DATA RECORDS —
----

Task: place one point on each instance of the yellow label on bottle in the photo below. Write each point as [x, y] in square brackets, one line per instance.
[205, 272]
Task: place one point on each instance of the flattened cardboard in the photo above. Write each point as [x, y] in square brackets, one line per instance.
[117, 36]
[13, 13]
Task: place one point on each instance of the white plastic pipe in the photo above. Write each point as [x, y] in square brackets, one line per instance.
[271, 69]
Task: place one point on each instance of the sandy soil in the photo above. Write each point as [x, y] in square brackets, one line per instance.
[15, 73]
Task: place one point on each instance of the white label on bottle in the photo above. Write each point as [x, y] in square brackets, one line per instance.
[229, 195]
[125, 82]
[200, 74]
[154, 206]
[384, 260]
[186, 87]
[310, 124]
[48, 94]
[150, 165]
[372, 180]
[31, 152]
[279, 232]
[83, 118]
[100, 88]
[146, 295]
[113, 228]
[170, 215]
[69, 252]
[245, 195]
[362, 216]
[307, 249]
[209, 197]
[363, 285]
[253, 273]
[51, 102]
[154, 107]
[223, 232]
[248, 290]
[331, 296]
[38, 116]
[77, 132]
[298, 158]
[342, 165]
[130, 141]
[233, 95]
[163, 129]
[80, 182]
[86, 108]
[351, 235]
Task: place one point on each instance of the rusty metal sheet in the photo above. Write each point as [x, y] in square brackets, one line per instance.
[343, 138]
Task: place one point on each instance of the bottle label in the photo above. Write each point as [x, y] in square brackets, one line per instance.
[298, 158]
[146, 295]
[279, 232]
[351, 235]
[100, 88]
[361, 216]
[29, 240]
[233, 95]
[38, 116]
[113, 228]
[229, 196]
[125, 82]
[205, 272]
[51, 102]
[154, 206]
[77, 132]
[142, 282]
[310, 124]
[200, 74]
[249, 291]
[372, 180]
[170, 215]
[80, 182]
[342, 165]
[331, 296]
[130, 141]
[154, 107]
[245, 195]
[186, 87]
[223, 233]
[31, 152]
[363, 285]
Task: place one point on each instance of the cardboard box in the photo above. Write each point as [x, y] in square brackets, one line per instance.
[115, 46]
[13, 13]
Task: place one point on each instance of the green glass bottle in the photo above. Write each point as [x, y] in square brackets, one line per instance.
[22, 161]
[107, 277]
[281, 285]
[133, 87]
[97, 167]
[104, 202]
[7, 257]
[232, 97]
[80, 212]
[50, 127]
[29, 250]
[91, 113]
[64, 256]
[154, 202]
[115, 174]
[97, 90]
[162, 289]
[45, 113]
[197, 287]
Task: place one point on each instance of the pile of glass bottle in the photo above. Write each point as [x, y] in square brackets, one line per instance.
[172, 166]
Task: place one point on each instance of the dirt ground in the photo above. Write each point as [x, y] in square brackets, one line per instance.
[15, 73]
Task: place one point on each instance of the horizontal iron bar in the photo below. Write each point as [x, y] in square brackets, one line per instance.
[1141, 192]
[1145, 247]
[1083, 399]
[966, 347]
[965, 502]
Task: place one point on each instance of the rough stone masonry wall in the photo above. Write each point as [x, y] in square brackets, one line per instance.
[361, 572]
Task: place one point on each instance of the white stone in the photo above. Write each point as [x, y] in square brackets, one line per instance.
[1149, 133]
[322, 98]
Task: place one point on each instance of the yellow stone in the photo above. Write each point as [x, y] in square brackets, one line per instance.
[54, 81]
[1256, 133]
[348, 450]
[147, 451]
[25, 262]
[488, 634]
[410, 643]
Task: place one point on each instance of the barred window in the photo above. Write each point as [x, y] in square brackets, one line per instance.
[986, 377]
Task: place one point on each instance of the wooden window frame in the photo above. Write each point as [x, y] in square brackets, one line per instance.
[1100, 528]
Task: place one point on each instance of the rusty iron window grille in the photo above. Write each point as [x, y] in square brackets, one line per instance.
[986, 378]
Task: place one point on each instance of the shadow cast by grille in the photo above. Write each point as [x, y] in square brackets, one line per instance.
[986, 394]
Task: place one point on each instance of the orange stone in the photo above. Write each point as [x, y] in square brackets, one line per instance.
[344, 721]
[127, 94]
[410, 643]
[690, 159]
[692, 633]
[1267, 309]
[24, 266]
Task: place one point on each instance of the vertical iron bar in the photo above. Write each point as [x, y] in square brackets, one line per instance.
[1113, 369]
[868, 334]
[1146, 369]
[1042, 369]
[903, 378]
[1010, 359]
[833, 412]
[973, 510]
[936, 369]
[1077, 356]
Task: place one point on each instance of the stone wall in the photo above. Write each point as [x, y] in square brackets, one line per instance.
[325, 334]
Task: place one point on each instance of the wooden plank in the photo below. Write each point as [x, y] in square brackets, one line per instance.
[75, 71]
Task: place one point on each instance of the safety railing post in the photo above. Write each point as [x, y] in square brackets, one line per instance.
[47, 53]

----

The records above are to be duplicated word for word.

YOUR RESPONSE —
Task: place one point on each instance of the yellow label on bottle in the photo below. Write each point as [x, y] in square brackets, one line per instance.
[205, 272]
Task: place one point on each instance of the flattened cardboard in the photo above. Write each point as [x, y] in square brackets, one line per instance.
[117, 36]
[13, 13]
Task: place one point on each instance of the white plastic pipe in the photo above. Write each point as [x, y] in square brackets, one line per instance.
[271, 69]
Task: place one point on each instance of the sandy soil in the photo above. Write each point as [x, y] in square brackets, one line per instance.
[15, 73]
Task: place one point on each instance of the white label on bottle in the photo above. Write each point as [x, y] in square brackets, one line per instance.
[229, 195]
[125, 82]
[200, 74]
[154, 206]
[384, 260]
[186, 87]
[310, 124]
[48, 94]
[150, 165]
[372, 180]
[31, 152]
[279, 232]
[83, 118]
[100, 88]
[146, 295]
[113, 228]
[170, 215]
[69, 252]
[245, 195]
[362, 216]
[307, 249]
[209, 197]
[363, 285]
[253, 273]
[51, 102]
[154, 107]
[223, 232]
[248, 290]
[331, 296]
[38, 116]
[77, 132]
[298, 158]
[342, 165]
[130, 141]
[233, 95]
[163, 129]
[80, 182]
[86, 108]
[351, 235]
Task: place one point on each instance of the rusty metal sheet in the photo above. Write each point as [x, y] in square brackets, one line per instance.
[343, 138]
Task: place one point on each instance of the bottle label in the photo above. Write each point as [x, y] in square brackets, one line per instance.
[298, 158]
[146, 295]
[279, 232]
[351, 235]
[100, 88]
[361, 216]
[29, 240]
[233, 95]
[38, 116]
[113, 228]
[229, 196]
[125, 82]
[205, 272]
[51, 102]
[154, 206]
[77, 132]
[142, 282]
[310, 124]
[200, 74]
[249, 291]
[372, 180]
[170, 215]
[80, 182]
[342, 165]
[331, 296]
[130, 141]
[154, 107]
[245, 195]
[186, 87]
[223, 233]
[31, 152]
[363, 285]
Task: place one point on each instance of the cardboard box in the photo above. Write each point as [x, y] in square brackets, one line per instance.
[115, 46]
[13, 13]
Task: place one point on each instance of the green glass bottle in the photo above. Write each point as [x, y] in square brackets, one line per instance.
[22, 161]
[107, 277]
[281, 285]
[133, 87]
[97, 167]
[104, 202]
[7, 257]
[232, 97]
[80, 212]
[50, 127]
[29, 250]
[91, 113]
[64, 256]
[154, 202]
[115, 174]
[97, 90]
[162, 289]
[45, 113]
[197, 287]
Task: place one point on each instance of the pile of glass bottle in the photo above. Write each point as [x, y] in square brackets, one line per instance.
[172, 166]
Task: place one point on each instance of the dirt ground in the photo above. Write each point as [x, y] in square brackets, one line per instance.
[15, 73]
Task: place one point on each instance of the horizontal iron bar in the photo below. Write each point as [x, y] in square brackets, one line per instance.
[1141, 192]
[1145, 247]
[1083, 399]
[966, 347]
[965, 502]
Task: place one point on each instance of the rough stone masonry wall in the photo above. Write each point as [x, y] in square brackets, one line per instance.
[361, 572]
Task: place one point on each instance of the white stone in the photo above. Write each point as [x, y] in square brackets, one line per instance.
[1149, 133]
[322, 98]
Task: place one point on each instance of the yellow stone in the photo above. Write each point as [x, y] in square brackets, one line per instance.
[54, 81]
[1256, 133]
[348, 450]
[147, 451]
[25, 262]
[488, 634]
[410, 643]
Task: place one point on each instance of the barred window in the photo above. Write each point as [x, y] in square brackets, one line per instance.
[986, 377]
Task: place one point on each instance of the wooden window frame in the photo above. Write each point as [x, y] in square brackets, one line per instance.
[1100, 528]
Task: place one point on each instance of the rusty iron window grille in the photo above. Write each point as [x, y] in square brackets, one line per instance.
[986, 378]
Task: place one point on each instance of the shadow cast by grille in the photo above. Write each point as [x, y] in square brackets, one line per instance.
[986, 394]
Task: place one point on each instance of the orange stone in the photo above. Write each point as [x, y] in square brackets, one line per instance.
[344, 721]
[127, 94]
[410, 643]
[690, 159]
[692, 633]
[1267, 309]
[24, 266]
Task: place one point on each instance of the vertical iron bar in the photo above. Write each point as [x, y] in square brackets, one line per instance.
[1113, 369]
[868, 334]
[1146, 369]
[1042, 369]
[903, 378]
[1010, 359]
[833, 412]
[973, 510]
[936, 369]
[1077, 356]
Task: place one point on each instance of the stone wall in the photo above. Write each point as [x, y] in square brackets, one line per instance.
[325, 334]
Task: place one point on each instance of the wooden plank in the photo below. Write each point as [x, y] in square brackets, one line per instance.
[75, 71]
Task: place one point on each instance of the safety railing post in the photo above. Write each point as [x, y] in square brackets, one line per instance.
[47, 53]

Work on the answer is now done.